▸ **Task details**: Quote precisely the final stretch of the listing: start at the line containing "Note to the class: identify the white parked" and stop after the last line.

*** Dataset content ***

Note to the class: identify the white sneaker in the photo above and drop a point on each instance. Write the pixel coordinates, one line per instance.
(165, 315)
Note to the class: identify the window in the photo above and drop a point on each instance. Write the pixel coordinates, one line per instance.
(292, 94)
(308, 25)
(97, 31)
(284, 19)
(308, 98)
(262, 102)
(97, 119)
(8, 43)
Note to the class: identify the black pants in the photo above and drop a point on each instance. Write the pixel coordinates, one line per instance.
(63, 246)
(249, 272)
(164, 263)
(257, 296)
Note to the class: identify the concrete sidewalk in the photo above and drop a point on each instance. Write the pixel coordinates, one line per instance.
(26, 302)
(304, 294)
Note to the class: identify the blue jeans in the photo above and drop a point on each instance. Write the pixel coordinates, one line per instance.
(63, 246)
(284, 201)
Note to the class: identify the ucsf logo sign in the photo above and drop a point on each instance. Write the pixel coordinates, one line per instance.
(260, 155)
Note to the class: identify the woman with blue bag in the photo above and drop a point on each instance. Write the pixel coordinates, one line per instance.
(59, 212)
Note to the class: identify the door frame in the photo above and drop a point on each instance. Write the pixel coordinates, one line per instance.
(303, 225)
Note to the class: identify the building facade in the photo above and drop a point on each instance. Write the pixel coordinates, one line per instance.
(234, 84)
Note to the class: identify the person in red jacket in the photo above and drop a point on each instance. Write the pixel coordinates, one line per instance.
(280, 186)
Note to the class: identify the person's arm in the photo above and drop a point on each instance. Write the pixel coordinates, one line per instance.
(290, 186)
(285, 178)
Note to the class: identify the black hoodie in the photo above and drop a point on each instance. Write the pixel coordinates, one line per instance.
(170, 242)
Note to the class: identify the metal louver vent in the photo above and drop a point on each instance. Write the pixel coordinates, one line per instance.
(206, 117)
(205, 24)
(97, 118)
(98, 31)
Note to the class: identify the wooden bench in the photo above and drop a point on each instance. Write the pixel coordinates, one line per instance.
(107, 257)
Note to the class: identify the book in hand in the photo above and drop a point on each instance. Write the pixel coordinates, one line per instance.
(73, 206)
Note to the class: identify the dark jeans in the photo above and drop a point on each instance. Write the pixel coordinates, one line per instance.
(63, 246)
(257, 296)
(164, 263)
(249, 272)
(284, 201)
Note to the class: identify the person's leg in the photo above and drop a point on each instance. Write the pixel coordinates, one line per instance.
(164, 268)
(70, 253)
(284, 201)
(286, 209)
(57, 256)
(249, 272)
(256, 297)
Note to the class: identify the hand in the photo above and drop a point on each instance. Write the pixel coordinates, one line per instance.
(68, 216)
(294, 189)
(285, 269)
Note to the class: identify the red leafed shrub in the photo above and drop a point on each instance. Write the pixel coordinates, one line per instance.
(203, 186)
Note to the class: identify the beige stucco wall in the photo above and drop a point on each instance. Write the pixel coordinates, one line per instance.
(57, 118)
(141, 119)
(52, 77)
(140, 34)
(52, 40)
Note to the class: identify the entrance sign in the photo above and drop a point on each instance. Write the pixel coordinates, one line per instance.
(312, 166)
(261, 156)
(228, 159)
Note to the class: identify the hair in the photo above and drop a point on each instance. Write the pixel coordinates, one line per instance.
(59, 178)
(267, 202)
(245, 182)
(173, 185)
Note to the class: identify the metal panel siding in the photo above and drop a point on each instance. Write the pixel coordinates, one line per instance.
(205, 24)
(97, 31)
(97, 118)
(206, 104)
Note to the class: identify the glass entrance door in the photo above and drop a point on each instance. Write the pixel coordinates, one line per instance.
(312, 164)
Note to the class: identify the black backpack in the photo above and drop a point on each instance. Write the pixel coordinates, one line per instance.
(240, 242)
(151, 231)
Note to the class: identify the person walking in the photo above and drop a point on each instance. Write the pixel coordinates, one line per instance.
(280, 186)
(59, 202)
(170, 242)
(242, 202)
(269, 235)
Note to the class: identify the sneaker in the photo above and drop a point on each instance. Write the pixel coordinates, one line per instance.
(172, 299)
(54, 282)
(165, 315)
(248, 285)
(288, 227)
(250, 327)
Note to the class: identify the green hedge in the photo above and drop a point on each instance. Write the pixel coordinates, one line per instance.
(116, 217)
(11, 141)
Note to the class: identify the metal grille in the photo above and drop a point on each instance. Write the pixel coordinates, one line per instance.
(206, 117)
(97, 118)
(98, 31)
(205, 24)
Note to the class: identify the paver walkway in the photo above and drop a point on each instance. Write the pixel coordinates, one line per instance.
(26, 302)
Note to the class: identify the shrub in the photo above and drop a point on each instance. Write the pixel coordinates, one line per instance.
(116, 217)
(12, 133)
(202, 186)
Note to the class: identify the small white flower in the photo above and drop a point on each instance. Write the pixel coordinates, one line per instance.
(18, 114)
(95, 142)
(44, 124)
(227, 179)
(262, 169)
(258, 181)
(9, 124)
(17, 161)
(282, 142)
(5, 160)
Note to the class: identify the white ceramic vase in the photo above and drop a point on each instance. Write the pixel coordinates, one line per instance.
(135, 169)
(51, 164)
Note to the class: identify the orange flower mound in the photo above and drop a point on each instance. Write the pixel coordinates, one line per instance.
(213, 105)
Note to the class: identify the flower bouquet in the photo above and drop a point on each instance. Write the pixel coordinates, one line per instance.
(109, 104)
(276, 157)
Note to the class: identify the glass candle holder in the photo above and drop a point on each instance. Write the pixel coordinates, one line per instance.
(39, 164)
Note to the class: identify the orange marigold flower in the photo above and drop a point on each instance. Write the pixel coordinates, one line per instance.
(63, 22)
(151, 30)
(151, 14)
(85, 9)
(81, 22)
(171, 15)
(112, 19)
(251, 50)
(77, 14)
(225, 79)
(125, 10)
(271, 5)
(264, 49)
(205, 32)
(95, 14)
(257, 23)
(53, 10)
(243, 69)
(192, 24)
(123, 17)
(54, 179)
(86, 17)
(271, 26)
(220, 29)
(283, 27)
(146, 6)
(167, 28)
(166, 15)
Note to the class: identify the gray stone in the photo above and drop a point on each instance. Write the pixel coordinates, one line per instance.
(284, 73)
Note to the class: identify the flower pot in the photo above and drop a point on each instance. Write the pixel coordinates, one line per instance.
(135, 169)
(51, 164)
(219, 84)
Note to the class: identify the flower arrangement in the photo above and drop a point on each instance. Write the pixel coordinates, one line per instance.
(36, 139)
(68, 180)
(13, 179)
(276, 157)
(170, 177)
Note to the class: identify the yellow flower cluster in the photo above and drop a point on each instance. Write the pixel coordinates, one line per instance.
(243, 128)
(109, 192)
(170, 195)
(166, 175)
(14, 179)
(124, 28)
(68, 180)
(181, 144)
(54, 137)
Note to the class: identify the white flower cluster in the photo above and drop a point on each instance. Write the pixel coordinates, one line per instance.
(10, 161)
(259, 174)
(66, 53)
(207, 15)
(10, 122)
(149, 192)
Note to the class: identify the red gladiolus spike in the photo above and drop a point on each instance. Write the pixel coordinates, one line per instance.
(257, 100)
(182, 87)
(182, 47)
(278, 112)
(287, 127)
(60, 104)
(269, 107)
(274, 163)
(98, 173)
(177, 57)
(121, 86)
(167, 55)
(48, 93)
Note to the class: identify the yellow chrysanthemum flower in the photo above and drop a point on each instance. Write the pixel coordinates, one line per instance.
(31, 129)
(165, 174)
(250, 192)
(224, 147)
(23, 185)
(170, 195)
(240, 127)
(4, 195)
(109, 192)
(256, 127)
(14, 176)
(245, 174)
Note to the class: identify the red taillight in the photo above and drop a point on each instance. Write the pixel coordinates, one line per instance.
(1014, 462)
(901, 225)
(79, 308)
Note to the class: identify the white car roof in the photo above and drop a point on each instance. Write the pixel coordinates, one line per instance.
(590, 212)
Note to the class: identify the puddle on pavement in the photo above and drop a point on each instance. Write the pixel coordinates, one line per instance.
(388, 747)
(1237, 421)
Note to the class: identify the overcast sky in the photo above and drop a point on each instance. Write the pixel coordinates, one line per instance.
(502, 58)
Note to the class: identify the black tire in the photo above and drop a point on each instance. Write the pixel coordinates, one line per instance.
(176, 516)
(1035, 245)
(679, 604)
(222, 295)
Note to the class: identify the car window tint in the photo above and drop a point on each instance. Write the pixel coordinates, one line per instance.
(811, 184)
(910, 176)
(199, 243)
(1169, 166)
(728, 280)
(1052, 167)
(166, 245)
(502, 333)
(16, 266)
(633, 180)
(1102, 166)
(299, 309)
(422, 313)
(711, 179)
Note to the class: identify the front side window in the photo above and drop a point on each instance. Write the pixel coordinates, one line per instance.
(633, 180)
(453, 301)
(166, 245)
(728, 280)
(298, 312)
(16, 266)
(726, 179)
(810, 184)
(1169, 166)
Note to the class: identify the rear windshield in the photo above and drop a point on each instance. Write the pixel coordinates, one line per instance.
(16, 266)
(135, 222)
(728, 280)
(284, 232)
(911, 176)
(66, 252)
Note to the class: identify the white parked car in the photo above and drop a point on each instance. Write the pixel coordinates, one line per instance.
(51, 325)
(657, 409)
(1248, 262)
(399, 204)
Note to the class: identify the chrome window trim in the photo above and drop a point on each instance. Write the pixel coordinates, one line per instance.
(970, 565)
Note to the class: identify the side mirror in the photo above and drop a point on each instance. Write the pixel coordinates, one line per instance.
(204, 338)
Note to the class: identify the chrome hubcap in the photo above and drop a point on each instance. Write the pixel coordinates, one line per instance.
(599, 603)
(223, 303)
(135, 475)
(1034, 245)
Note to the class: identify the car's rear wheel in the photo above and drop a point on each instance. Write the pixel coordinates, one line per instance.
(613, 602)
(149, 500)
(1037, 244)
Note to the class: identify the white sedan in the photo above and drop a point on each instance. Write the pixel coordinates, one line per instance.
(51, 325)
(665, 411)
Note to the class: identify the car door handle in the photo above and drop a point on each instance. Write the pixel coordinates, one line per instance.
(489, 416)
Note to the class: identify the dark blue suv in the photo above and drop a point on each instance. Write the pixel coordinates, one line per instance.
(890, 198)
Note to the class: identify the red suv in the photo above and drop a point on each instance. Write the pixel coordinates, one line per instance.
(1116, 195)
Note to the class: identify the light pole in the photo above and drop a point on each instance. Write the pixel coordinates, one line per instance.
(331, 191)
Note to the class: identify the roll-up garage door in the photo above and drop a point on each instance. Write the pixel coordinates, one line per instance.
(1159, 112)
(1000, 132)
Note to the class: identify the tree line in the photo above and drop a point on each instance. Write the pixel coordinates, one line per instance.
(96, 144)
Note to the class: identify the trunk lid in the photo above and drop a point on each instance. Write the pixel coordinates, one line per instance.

***

▸ **Correct response**:
Note to the class: identify the white parked car in the photo above and drop a point on each instance. Write the pixel coordinates, one line per instance.
(51, 325)
(657, 409)
(1248, 262)
(399, 204)
Note to the class: identify the chrome window trim in the photo above and drop a point on each instance. Write the pixel coordinates, one line per instance.
(970, 565)
Note to the class: identify the side mirror in the photo above and drop a point on each instance. Write the pixel coordinates, one line per instance.
(204, 338)
Note to the class: identify the chrome hubcap in the photo above and drop a point on each instance. Write the pixel coordinates, one line per instance.
(599, 603)
(223, 303)
(135, 475)
(1034, 245)
Note to the class: identify the car's rear wheel in the photo above and drop a point on each instance. Write the pixel coordinates, one line per instance.
(613, 602)
(149, 500)
(1037, 244)
Note to the class: identify the white sedan in the photo above and drop a point on each instance. Write the pixel coordinates, one line per instance.
(51, 325)
(665, 411)
Note to the class: identify the car door handle in the photo above and drop a point on each instance. Write the pixel coordinates, one line per instance.
(489, 416)
Note to the class: identify the dark blue suv in the photo above and drop a point on each instance. Write the pixel coordinates, one line per instance.
(890, 198)
Note to the class: identify the red suv in the photo above and drop a point on each instance. Write the pixel coordinates, one line per instance.
(1116, 195)
Note to the class: identify the light pole in the photo above and drop a point on each instance. Write the pixel coordinates, one line per instance.
(331, 191)
Note to the class: identify the roll-up garage door in the photo above and drop a point on each instance. Write the pixel coordinates, one line per instance.
(1159, 112)
(1000, 132)
Note to the class: identify the tree line in the photo above and drop a point on each instance. Write the pixel coordinates, one line per instance.
(96, 144)
Note to the class: identify the trunk lid in the photo above and drop a point on each instance. Write the pixel coordinates, one line per instance.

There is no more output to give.